§ **必須課題**:
#1 和歌山県と山東省の交流の記事について、次の(a)〜(c)が記事の内容と合うかをそれぞれ「はい」か「いいえ」で答え、判断の根拠となる記事の語句をそのまま引用せよ。(a)セミナーの会場は和歌山市の県民文化会館と、済南市など山東省内の3カ所だった。(b)高齢者分野での協力は和歌山県側の提案で始まった。(c)19年の山東省の人口に占める65歳以上の割合は23%だった。
#2 和歌山県と山東省の交流の記事を、最後の文の後から引き取って書き継げ。
-------- 課題文
高齢者分野で交流促進 県と山東省オンライン

友好提携締結から36年を迎えた和歌山県と中国・山東省は、介護など高齢者分野での連携を進めており、第2回高齢者施設交流セミナーが18日、オンライン形式で開かれた。和歌山市の県民文化会館と省都・済南市など省内3カ所の会場に計100人以上が参加し、県の高齢者施設関係団体による講演などが行われた。

県と山東省の高齢者分野での協力は、省側の提案でスタート。18年に福祉施設関係者の相互訪問を行い、友好提携35周年を記念して仁坂吉伸知事らが訪中した19年10月には、済南市内で両県省の高齢者施設関係者らによる第1回のセミナーが開かれた。

中国では、2015年まで行われていた「一人っ子政策」により生産年齢人口が減少し、今後、急速な高齢化が確実視される。山東省は高齢者の割合が国内でも最も高い水準にあり、19年の省内人口に占める60歳以上の割合は23%(2325万人)、65歳以上は16%(1588万人)。医療・介護が連動した施設やシステムを構築する政策を急ピッチで推進しており、先行する日本のサービスや技術も積極的に取り入れようとしている。
----------------
-------- 提供データ
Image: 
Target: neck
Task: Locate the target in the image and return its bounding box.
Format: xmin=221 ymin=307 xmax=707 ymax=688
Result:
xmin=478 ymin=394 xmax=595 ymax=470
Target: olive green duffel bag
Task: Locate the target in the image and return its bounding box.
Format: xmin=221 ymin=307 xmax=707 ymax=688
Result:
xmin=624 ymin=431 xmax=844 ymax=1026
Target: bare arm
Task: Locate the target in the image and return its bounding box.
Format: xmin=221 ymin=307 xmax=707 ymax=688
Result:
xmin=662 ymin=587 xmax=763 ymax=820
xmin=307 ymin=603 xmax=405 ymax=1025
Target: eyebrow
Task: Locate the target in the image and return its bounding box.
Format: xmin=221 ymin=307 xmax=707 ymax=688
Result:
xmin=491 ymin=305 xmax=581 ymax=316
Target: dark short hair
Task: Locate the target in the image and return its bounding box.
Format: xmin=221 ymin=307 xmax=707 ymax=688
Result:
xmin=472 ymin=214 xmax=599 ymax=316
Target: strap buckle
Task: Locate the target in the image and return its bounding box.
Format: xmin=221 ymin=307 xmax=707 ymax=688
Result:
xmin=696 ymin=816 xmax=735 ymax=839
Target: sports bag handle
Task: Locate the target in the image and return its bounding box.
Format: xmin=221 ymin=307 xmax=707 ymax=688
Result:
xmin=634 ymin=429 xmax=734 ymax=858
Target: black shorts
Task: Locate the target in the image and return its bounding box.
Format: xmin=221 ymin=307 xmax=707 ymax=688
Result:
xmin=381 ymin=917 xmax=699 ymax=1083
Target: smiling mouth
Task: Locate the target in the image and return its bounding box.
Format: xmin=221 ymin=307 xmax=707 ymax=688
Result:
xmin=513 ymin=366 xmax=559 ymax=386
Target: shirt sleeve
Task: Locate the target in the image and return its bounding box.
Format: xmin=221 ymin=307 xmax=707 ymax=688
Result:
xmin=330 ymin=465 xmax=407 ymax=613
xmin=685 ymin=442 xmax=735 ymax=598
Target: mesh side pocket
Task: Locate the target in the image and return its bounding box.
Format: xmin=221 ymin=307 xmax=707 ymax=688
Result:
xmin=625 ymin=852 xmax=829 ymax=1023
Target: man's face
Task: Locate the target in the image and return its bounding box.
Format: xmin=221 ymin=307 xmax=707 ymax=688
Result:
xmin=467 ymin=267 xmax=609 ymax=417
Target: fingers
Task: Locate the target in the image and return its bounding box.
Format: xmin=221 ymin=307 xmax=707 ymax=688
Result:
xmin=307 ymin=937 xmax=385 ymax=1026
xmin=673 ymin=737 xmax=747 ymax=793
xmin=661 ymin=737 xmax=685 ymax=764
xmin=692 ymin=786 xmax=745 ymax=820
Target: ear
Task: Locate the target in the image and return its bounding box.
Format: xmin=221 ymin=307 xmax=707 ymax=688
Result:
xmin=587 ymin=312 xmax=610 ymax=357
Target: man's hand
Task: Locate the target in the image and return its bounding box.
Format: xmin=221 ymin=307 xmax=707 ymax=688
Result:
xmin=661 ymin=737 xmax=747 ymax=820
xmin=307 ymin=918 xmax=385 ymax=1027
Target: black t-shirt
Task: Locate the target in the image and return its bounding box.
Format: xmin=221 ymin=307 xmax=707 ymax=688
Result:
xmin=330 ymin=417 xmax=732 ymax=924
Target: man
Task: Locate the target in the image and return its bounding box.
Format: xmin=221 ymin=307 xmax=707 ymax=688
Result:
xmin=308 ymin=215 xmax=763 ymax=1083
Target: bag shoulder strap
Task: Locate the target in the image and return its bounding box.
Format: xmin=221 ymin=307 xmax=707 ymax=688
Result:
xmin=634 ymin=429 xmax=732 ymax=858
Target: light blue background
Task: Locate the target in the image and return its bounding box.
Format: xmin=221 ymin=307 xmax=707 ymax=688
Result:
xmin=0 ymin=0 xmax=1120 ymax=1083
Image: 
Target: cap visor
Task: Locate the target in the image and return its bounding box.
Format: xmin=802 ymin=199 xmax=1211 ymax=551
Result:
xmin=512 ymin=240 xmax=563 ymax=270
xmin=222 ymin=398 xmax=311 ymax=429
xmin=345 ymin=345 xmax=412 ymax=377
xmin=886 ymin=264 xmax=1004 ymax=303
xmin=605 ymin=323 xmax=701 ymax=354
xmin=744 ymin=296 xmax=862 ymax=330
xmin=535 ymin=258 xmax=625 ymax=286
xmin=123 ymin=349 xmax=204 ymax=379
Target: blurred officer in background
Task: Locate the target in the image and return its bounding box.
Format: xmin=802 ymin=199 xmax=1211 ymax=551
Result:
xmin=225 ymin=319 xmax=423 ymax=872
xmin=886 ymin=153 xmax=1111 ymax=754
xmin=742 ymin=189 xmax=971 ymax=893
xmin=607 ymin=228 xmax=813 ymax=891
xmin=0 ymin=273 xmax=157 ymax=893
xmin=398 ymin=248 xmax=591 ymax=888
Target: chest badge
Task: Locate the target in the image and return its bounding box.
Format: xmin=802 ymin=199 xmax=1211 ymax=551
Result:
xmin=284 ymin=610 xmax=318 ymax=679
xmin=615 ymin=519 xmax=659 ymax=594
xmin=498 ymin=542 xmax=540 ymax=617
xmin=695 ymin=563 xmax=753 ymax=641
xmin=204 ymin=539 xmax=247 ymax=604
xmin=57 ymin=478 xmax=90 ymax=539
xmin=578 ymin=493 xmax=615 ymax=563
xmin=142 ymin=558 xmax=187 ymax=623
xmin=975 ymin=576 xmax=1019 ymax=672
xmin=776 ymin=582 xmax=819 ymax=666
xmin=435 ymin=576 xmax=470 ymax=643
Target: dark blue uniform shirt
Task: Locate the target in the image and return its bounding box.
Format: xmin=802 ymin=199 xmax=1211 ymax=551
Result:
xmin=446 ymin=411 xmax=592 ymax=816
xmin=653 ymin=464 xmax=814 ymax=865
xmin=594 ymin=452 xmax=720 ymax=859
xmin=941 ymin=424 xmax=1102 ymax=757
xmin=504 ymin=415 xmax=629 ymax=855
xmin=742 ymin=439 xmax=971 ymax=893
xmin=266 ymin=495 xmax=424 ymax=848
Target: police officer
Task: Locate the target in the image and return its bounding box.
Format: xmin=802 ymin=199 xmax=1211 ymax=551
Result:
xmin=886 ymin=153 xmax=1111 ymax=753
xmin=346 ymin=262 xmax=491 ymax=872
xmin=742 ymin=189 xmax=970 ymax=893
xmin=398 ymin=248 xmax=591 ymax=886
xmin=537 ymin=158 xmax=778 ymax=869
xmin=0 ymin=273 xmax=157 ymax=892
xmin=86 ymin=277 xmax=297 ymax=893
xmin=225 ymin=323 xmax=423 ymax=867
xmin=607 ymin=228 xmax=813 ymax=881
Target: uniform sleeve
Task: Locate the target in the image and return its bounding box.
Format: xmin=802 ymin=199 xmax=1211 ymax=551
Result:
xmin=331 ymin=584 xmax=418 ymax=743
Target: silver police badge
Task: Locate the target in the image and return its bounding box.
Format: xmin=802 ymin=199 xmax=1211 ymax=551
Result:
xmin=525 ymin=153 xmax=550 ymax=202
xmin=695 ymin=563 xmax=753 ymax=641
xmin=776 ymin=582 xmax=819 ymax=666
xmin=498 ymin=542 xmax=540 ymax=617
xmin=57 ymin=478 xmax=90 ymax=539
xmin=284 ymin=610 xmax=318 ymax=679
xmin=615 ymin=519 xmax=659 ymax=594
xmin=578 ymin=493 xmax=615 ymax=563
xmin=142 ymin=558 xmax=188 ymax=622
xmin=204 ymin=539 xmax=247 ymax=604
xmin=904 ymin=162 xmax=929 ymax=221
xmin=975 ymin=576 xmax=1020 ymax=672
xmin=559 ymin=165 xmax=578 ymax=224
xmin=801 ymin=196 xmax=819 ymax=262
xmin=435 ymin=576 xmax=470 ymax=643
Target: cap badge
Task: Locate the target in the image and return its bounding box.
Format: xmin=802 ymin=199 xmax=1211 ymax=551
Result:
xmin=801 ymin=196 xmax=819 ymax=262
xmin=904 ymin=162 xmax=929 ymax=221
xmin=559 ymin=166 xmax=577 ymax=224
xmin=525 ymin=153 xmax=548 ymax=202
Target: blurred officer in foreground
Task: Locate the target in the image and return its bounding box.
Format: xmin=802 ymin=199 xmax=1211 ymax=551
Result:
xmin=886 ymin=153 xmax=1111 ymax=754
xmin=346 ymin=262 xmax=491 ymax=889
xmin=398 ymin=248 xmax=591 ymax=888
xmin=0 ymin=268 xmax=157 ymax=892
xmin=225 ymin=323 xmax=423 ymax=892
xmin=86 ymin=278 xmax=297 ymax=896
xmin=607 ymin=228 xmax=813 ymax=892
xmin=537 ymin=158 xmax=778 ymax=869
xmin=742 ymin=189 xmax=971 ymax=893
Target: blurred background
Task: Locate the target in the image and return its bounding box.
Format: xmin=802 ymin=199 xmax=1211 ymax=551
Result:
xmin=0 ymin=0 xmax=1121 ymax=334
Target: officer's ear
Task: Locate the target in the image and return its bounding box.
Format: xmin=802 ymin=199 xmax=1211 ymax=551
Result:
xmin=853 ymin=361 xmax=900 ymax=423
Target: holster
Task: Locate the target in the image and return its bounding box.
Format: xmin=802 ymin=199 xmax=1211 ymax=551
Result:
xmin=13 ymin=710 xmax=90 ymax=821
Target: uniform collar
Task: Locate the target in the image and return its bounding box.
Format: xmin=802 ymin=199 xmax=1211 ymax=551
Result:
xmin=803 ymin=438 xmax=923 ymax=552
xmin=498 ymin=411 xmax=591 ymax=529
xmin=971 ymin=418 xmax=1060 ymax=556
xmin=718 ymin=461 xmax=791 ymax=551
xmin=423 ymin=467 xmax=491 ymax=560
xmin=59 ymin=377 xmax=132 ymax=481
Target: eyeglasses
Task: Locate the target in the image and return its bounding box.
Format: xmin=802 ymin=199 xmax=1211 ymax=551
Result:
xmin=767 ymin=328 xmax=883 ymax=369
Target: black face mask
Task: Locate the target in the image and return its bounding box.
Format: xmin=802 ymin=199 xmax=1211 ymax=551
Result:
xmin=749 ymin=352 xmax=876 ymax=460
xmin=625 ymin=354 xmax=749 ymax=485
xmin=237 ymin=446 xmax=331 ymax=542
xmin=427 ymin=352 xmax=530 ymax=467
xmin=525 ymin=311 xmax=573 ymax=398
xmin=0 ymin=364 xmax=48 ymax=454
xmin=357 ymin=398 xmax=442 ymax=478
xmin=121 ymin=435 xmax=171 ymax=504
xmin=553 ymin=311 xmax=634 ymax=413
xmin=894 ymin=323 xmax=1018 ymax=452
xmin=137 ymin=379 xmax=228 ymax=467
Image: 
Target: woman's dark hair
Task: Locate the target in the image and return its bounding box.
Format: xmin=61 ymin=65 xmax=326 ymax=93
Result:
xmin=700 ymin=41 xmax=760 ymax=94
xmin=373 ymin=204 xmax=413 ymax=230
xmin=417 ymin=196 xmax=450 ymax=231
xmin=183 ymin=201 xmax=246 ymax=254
----------------
§ **解答**:
#1
(a)はい。「和歌山市の県民文化会館と省都・済南市など省内3カ所の会場に計100人以上が参加し」
(b)いいえ。「省側の提案でスタート」
(c)いいえ。「65歳以上は16%(1588万人)」

#2
オンラインセミナーでは、県の北山徹・国際担当参事が両県省が交流の実績を着実に重ねていることを歓迎し、山東省外事弁公室の孫業宝副主任が「和歌山は重要なパートナーであり、今回の交流を重視している」とあいさつ。県老人福祉施設協議会の竹中昭美会長、県老人保健施設協会の上田耕臣会長、老人保健施設ライフケア有田の池本英司施設長の3人が講演した。

竹中会長は、施設長を務める天美苑(海南市七山)を例に、特別養護老人ホームやデイサーボス、訪問看護、グループホームなどのサービスの形態や内容の違いを説明。利用者が尊厳をもって生活できるよう努め、施設・サービスが利用者本人にも家族にもなくてはならない存在になっていることなどを話した。

上田会長は、介護老人保健施設では自立した在宅生活が続けられるよう、地域と協力して支援していることを紹介。池本施設長は、認知症のリハビリに活用しているIoT介護ロボットの成果などを語った。

山東省側からは、施設の規模や職員に必要な専門資格など多様な質問が寄せられていた。